◆ REQUESTS ◆
A. From the Ben Edwards profile, reproduce word for word the span that starts at the words "- Style: Kickboxing" and ends after the words "Jamie McCuaig (2009–present)".
B. List every promotion that the Ben Edwards profile says Edwards has competed in.

◆ PASSAGE PROVIDED ◆
┌────────
- Born: Benjamin Edwards 17 February 1985 (age 41) Sydney, Australia
- Other names: The Guvner, Bangin'
- Nationality: Australian
- Height: 1.91 m (6 ft 3 in)
- Weight: 121.5 kg (268 lb; 19.13 st)
- Division: Heavyweight
- Reach: 76 in (190 cm)
- Style: Kickboxing
- Stance: Orthodox
- Fighting out of: Canberra, Australia
- Team: Bulldog Gym Canberra
- Trainer: John Verran (2003–2009) Jamie McCuaig (2009–present)
- Years active: 2004–present

Professional boxing record
- Total: 5
- Wins: 4
- By knockout: 4
- Losses: 0
- Draws: 1

Kickboxing record
- Total: 50
- Wins: 38
- By knockout: 33
- Losses: 10
- By knockout: 6
- Draws: 2

Mixed martial arts record
- Total: 6
- Wins: 5
- By knockout: 5
- Losses: 1
- By decision: 1

Other information
- University: Dickson College
- Boxing record from BoxRec
- Mixed martial arts record from Sherdog

= Ben Edwards (kickboxer) =

Australian boxer and mixed martial arts fighter

Ben "The Guvner" Edwards (born 17 February 1985) is an Australian heavyweight kickboxer, boxer and mixed martial artist. He is the K-1 World Grand Prix 2010 in Canberra tournament champion. He won the tournament by three 1st-round KOs, the fastest win in K-1 history, in a total time of 3 minutes and 28 seconds, breaking the previous record held by Jerome Le Banner of 4 minutes and 4 seconds in K-1 World Grand Prix 2001 in Osaka.

Fighting out of Bulldog Gym, Canberra, Australia, Edwards has competed in the K-1, Capital Punishment, Kings of Kombat, SUPERKOMBAT and It's Showtime promotions. He is currently signed to GLORY.

==Biography and career==
Ben Edwards was born in Sydney and has been living in Canberra since he was 4, currently residing in Queanbeyan. He played Rugby league until he was 19. He represented the Canberra Raiders sides in both Harold Matthews Cup and SG Ball sides. He went to Dickson College where he played first grade for the Queanbeyan Blues.

Ben Edwards started kickboxing in 2003 at the Bulldog Gym under late John Verran his coach and mentor.
└────────
◆ RECORD EXCERPTS ◆
┌────────
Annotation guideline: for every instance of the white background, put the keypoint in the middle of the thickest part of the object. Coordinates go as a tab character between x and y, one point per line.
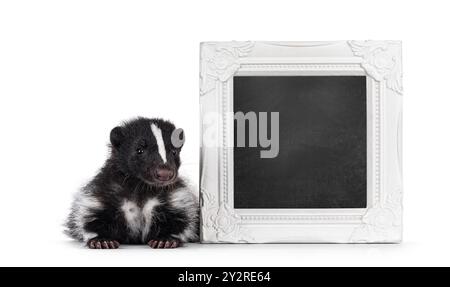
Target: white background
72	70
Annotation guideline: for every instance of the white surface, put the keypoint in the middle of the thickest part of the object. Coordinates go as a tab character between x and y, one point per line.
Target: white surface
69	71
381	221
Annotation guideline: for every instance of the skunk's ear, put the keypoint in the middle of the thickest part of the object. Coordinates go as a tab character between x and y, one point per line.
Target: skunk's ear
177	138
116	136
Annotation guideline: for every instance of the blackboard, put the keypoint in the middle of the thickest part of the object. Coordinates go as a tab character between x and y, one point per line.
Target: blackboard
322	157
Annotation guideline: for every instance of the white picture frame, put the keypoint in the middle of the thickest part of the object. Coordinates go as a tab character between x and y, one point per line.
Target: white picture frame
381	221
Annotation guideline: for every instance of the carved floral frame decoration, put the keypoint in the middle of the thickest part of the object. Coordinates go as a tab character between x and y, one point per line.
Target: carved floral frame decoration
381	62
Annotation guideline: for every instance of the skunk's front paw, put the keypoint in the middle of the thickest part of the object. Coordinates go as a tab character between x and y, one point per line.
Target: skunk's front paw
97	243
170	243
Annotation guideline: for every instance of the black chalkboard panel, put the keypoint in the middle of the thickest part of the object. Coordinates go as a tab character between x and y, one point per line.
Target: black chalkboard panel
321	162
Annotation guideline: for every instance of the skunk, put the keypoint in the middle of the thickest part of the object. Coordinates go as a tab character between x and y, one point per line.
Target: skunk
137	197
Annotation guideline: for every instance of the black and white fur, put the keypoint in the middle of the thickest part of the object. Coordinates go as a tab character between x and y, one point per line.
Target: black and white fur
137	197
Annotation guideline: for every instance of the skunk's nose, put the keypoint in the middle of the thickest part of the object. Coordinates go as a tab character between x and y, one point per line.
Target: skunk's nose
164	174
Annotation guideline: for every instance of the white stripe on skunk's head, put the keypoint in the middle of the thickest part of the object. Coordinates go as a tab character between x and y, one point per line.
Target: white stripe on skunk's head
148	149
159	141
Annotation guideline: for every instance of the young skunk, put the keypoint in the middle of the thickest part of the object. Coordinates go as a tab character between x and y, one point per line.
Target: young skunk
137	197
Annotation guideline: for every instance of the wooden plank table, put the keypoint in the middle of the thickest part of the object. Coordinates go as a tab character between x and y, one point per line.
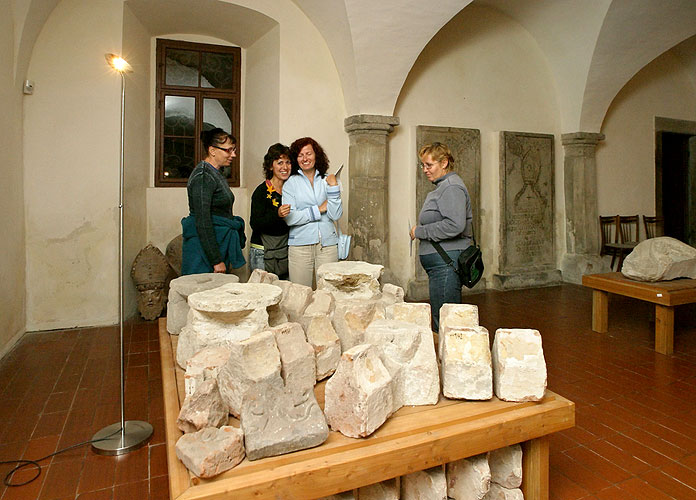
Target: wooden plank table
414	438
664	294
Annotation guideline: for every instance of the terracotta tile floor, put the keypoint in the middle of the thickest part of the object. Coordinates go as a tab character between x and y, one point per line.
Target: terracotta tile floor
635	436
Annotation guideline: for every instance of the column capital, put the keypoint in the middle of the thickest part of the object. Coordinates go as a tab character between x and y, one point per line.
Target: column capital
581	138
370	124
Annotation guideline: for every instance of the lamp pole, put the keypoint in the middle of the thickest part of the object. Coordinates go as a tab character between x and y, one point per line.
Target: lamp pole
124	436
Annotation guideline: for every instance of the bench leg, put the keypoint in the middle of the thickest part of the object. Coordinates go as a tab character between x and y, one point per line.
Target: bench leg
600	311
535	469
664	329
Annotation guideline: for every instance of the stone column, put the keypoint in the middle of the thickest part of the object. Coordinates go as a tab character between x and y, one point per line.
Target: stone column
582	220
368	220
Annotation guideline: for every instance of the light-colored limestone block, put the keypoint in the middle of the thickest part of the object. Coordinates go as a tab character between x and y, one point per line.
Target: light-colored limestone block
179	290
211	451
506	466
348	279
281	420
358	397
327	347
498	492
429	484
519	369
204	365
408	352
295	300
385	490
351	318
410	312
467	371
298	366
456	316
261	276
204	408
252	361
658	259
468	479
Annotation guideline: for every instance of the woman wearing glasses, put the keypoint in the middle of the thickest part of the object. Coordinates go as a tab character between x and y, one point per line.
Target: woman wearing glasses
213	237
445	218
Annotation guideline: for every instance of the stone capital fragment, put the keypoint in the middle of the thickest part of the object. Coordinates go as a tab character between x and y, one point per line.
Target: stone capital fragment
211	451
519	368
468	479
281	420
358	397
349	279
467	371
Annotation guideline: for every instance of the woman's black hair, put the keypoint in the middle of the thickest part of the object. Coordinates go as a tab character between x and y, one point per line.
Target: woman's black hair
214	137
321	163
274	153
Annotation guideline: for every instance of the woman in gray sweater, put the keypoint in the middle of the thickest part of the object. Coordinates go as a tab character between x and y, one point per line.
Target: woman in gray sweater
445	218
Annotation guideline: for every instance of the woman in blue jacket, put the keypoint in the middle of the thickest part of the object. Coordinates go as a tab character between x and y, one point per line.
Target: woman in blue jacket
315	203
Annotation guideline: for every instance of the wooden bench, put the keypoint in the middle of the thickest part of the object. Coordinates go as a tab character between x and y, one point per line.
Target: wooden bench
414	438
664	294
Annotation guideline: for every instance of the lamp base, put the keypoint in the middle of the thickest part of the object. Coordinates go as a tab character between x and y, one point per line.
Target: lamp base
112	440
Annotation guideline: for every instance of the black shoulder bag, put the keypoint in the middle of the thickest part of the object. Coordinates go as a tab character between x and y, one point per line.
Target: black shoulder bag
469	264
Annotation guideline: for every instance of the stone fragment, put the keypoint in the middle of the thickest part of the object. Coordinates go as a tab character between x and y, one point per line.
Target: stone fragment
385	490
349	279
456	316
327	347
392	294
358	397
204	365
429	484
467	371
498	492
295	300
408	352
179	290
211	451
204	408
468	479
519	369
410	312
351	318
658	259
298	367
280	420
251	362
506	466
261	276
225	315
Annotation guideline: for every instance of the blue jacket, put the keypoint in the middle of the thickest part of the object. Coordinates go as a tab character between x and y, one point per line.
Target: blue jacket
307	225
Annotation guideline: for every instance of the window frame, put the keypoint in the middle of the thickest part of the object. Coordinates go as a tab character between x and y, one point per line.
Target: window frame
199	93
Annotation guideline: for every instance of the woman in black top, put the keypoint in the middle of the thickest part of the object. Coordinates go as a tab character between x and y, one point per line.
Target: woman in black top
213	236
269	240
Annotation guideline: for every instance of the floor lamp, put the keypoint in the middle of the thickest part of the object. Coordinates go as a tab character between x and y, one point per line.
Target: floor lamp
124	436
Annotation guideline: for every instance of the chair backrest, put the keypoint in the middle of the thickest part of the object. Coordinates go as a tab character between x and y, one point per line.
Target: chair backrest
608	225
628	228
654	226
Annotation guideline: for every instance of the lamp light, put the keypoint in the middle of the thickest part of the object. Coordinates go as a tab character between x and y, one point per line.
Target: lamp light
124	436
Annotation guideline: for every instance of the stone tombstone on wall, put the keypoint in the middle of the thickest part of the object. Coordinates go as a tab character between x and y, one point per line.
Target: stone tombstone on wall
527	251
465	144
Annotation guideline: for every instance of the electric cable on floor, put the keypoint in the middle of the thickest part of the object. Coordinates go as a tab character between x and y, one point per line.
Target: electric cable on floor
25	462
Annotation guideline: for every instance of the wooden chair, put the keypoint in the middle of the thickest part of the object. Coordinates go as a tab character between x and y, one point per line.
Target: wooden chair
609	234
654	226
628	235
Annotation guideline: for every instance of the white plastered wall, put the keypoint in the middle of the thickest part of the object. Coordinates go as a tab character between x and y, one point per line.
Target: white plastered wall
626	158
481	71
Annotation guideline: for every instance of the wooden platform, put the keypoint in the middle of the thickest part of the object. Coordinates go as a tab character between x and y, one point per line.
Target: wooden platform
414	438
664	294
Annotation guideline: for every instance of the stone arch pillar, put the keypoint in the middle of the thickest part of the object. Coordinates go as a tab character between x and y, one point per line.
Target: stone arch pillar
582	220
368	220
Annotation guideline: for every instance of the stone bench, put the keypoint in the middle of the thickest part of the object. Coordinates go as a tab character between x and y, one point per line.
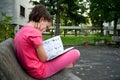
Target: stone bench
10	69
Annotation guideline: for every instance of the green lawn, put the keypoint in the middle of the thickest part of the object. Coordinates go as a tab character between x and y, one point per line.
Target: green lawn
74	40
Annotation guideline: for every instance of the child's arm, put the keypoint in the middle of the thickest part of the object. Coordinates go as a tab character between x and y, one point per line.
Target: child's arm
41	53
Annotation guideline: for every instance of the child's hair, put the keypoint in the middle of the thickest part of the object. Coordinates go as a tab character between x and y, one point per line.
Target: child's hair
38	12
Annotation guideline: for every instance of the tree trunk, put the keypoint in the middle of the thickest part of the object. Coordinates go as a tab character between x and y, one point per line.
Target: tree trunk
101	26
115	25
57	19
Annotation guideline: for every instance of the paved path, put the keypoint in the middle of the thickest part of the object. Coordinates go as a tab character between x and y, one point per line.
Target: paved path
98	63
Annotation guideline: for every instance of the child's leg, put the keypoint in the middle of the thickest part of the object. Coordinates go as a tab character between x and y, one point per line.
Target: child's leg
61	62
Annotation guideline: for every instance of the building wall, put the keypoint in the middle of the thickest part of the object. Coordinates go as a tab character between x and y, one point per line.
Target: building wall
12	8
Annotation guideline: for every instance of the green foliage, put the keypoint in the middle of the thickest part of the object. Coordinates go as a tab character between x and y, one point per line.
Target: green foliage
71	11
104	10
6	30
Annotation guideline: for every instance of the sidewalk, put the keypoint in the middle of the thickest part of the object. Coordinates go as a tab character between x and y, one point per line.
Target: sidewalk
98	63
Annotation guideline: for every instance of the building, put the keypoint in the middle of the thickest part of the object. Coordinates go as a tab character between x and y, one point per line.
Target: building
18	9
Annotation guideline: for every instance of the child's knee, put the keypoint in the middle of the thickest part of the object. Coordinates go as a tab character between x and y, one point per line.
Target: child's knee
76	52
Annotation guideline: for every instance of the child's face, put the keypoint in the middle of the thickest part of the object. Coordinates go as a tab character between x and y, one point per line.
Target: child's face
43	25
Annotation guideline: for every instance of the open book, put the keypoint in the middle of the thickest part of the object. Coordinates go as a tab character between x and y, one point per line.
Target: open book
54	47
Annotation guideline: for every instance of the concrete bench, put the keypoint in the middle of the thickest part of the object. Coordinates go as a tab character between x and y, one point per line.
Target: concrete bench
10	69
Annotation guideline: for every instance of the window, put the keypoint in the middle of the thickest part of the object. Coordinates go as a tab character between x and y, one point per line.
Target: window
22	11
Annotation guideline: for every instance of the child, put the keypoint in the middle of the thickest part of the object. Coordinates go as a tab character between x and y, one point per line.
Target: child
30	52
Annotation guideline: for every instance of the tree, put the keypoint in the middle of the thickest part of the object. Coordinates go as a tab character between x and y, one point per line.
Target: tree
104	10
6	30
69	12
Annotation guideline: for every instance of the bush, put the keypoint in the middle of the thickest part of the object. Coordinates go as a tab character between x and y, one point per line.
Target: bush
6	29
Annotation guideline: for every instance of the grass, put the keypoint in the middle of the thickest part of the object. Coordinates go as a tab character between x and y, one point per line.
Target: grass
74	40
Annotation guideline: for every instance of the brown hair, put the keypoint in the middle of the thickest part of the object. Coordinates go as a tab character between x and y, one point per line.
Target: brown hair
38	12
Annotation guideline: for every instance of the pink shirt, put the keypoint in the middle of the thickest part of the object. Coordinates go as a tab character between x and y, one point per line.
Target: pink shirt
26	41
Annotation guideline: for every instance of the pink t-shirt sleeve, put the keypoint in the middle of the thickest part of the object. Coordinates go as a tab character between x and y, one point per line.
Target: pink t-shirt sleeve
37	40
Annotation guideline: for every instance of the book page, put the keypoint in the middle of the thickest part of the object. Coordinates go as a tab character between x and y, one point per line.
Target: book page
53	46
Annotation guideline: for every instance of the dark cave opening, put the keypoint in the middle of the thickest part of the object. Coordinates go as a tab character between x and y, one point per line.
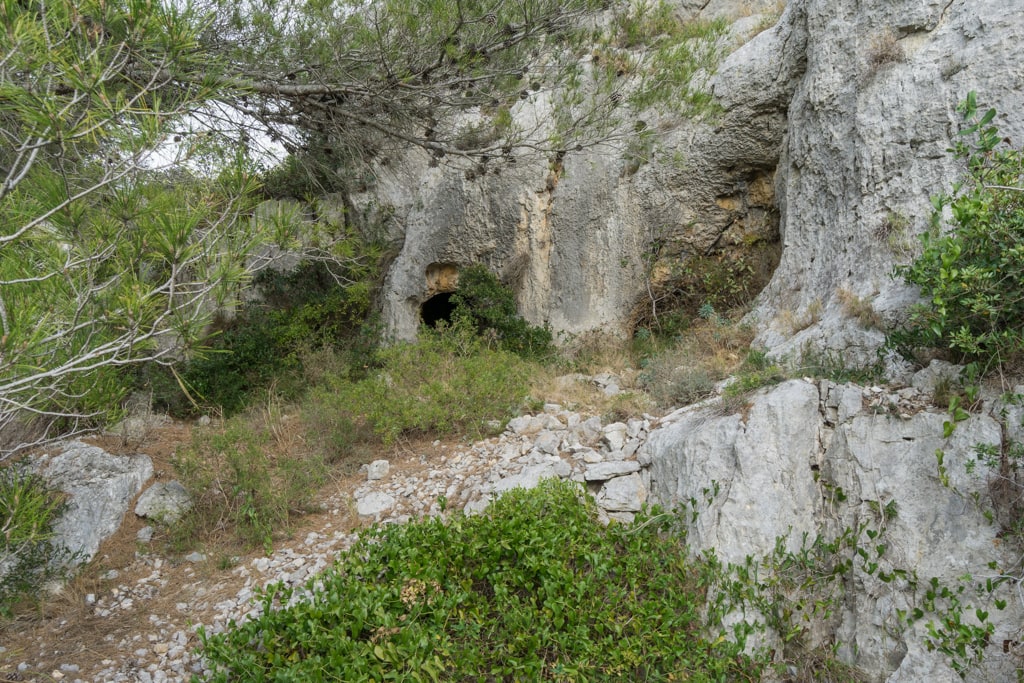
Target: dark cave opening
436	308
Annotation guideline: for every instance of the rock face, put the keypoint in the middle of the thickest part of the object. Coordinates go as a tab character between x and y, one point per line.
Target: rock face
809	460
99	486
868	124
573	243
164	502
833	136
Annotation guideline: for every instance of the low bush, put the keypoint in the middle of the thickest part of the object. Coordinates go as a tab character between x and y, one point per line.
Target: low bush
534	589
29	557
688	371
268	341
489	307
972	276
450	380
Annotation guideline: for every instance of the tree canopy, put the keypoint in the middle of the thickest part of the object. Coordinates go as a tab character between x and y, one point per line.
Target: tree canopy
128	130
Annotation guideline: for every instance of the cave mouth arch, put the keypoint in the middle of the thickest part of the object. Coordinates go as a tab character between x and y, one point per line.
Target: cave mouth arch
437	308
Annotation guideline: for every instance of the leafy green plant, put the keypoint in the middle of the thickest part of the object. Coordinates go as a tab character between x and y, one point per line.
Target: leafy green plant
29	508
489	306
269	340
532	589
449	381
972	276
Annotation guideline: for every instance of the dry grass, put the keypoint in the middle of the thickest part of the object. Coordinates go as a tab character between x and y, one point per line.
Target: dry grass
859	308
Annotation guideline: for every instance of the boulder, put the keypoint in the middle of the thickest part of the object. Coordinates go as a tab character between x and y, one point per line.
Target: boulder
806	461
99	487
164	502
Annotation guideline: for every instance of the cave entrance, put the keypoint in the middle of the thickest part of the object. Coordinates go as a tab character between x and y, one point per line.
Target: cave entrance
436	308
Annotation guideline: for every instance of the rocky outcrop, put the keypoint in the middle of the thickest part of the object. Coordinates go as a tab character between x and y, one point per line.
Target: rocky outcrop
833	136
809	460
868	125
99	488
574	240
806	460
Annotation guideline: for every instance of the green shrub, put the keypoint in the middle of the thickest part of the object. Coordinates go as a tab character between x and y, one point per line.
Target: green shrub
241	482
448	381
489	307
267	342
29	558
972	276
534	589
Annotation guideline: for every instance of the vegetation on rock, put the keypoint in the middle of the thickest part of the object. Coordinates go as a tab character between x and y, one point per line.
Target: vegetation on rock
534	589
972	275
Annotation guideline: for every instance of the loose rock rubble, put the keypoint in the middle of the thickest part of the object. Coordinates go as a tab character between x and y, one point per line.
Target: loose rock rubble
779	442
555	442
└────────
◆ ANSWER SET ◆
A.
- Style: Kickboxing
- Stance: Orthodox
- Fighting out of: Canberra, Australia
- Team: Bulldog Gym Canberra
- Trainer: John Verran (2003–2009) Jamie McCuaig (2009–present)

B.
- K-1
- Capital Punishment
- Kings of Kombat
- SUPERKOMBAT
- It's Showtime